### EXCERPT TO READ ###
Accompanying the excitement that seemed to fizz, both from the neck of a bottle of Panda Pop as I stomped home from school along the Bristol Road in south Birmingham, and between the pixels that jostled for space on the blizzard holding screen when my impatient fingers ventured beyond the five terrestrial channels, was the image of a man. Tony Blair’s frenzied grin was the soundtrack to a time period built on edifice. For all of the hatred that the industrial working classes felt towards Margaret Thatcher, it would be Blair who eventually put paid to many people’s participation in party politics, confirming all of their worst suspicions about the political class: that they were untrustworthy and governed more by PR strategy than meaningful policies. After all, Thatcher, for all her draconian horror, could hardly be accused of pretending to be something she wasn’t.
But what Blair continued under a more deceitful guise had nevertheless begun with her. Most obvious and damaging among Thatcher’s domestic plans was to undermine the systems that supported working-class people. Pulling the rug of social support out from under those at the greatest disadvantage in society was a technique devised to incentivise greater social mobility. This was Thatcher’s big plan for the economy, made most vivid by the controversial right-to-buy scheme that left councils understocked on social housing. Though Thatcher had not been in office since 1990, and her replacement, the less divisive John Major, had gone some way to pacifying some critics, the continuation of Tory rule was inescapable, and Major was still largely considered a Thatcherite puppet in the years that followed. Therefore, and on account of the sheer magnitude of her reforms, Thatcher’s presence was still being felt by the working classes when Tony Blair was elected Leader of the Opposition in 1994.
He arrived at a time of economic uncertainty following a damaging recession that took root in 1991 and marked the end of the Lawson boom of the 1980s, momentarily shattering any illusion of infinite growth and stress-testing Thatcher’s philosophy to dire effect. Unemployment levels spiked, and though this had started to be corrected by the time of the general election campaign of 1997, even parts of Thatcher’s most ardent support-base were beginning to question the credibility of her legacy. The people wanted something different. Or at least, something that smiled and gesticulated a lot.
### DATA BLOCK ###
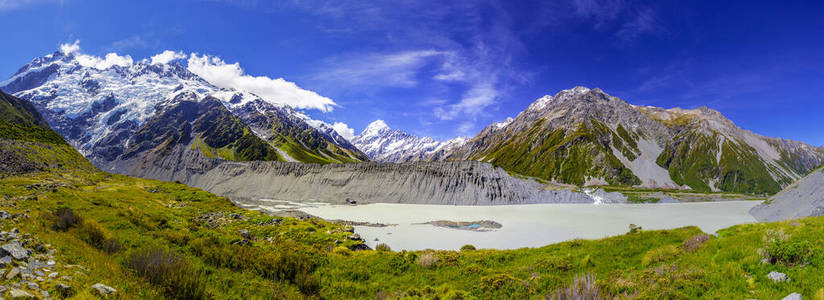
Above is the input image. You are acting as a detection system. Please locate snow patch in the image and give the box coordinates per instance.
[610,138,680,188]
###
EXERCISES TO COMPLETE:
1: In the passage on Thatcher and Blair, in what year was Tony Blair elected Leader of the Opposition?
2: Continue the passage on Thatcher and Blair from its last sentence.
The lines are material of their own and have no connection to the passage on Thatcher and Blair.

EXERCISE RESPONSES:
1: 1994

2:
Blair and New Labour would adapt Thatcher’s model of unabated free-market capitalism to try and better support some public services. But, as is explained in great detail by Owen Jones in his standout work on class consciousness, Chavs: The Demonization of the Working Class, they would also go on to continue Thatcher’s legacy by making a false distinction between an aspiring and non-aspiring working class. The former would constitute that very narrow subsection of the working class with the ability and will to seize on the limited opportunities to “better” itself in the modern workplace, and the latter would constitute those who didn’t. This would cement the thinking that led to the rampant cult of the so-called benefit cheat and, more broadly, the demonization of anyone whose priority wasn’t the advancement of their salary or social status. But before all of this, it would stake its election hopes on an education platform that placed schooling front and centre — something few could disagree with.
At the Blackpool Labour Party conference in 1996, when I was eight, Tony Blair challenged his party to conceive of a radical new approach to politics, one that started by giving every child in Britain as close to an equal start in life as possible. Taking to the podium and with the emphatic delivery and overwrought emotion that would eventually become his trademark, he appealed to his audience: “Ask me my main three priorities for government, and I will tell you: education, education and education.”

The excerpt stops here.